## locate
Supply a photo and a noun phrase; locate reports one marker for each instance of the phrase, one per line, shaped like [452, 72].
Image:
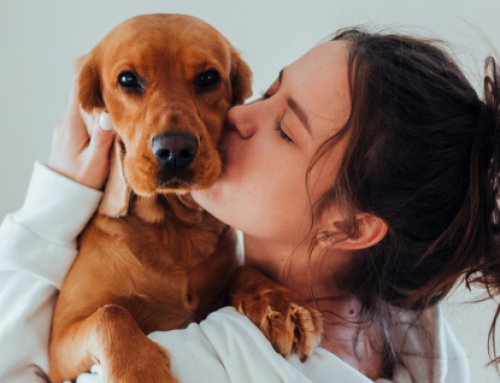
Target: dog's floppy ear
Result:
[117, 192]
[241, 79]
[89, 83]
• • • • • • •
● **TASK DIRECTIONS**
Scan the data above for the word "locate" and report every line where it is found.

● **SOLUTION**
## locate
Supply a photo and a noun phrase; locate reports one marker for each instance of the phrase, one per line, shaped like [452, 72].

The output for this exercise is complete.